* YOUR TASK
Exact repetition, please: start with the line where "locate: chrome fork" appears and stop after the final line of the records.

┌─ GIVEN DATA

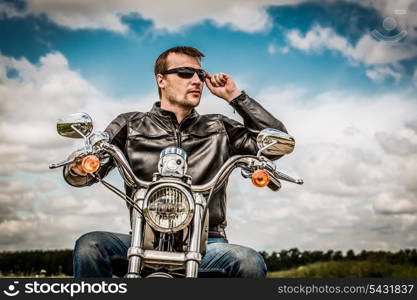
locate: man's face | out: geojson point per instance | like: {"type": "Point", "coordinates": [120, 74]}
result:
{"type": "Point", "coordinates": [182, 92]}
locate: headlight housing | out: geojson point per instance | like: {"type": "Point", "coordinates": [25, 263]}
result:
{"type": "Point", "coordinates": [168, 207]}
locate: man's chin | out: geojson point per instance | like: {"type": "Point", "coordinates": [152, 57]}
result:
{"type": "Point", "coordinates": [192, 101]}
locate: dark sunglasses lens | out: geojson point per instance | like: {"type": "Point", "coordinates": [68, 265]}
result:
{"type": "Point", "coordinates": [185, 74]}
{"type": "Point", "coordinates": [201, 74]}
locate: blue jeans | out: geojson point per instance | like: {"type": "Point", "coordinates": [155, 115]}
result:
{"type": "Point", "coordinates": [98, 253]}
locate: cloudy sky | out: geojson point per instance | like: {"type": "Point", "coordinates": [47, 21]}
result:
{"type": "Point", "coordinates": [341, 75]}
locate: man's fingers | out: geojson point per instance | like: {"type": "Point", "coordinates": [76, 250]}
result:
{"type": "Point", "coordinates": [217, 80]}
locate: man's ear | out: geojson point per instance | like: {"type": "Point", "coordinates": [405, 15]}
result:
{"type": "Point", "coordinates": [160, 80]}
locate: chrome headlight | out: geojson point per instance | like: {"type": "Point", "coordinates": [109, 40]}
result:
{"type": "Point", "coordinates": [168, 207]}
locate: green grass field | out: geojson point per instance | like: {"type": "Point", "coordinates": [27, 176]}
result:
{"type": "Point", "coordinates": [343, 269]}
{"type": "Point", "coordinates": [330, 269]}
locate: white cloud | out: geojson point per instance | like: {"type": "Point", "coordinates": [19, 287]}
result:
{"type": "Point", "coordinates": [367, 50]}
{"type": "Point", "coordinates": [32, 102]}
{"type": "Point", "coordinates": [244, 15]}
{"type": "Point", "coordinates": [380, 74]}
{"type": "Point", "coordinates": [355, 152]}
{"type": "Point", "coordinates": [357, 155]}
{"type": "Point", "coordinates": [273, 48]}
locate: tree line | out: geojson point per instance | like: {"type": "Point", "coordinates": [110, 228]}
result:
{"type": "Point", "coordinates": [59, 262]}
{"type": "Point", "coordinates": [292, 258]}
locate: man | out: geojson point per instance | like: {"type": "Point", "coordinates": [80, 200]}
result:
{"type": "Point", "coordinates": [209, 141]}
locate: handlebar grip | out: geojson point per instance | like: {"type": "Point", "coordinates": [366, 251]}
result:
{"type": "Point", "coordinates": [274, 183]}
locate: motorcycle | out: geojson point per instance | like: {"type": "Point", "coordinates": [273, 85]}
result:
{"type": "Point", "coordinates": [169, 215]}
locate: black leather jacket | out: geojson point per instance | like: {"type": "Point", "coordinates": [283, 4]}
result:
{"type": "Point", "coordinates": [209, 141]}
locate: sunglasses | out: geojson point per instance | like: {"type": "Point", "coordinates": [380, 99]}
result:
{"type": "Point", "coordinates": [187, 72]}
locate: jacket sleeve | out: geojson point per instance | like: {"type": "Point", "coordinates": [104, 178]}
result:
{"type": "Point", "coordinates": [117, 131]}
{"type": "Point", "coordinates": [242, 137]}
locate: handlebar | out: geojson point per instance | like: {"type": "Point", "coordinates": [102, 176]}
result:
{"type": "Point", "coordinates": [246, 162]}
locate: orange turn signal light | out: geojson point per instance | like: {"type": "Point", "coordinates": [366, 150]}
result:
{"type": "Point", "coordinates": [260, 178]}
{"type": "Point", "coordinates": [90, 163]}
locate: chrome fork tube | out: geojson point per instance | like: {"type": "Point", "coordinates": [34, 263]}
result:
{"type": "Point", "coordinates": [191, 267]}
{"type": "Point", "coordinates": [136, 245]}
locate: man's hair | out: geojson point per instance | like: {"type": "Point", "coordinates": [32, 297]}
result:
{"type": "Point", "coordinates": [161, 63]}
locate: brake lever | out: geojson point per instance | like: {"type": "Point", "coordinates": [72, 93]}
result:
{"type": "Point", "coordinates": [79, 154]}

└─

* ANSWER SPACE
locate: chrome fork tube | out: geojson point per instance | like: {"type": "Point", "coordinates": [34, 263]}
result:
{"type": "Point", "coordinates": [191, 267]}
{"type": "Point", "coordinates": [136, 245]}
locate: man's hair | out: geojson point per instance | like: {"type": "Point", "coordinates": [32, 297]}
result:
{"type": "Point", "coordinates": [161, 63]}
locate: brake lever | out: geojson point per instance | like: {"type": "Point", "coordinates": [72, 93]}
result:
{"type": "Point", "coordinates": [79, 154]}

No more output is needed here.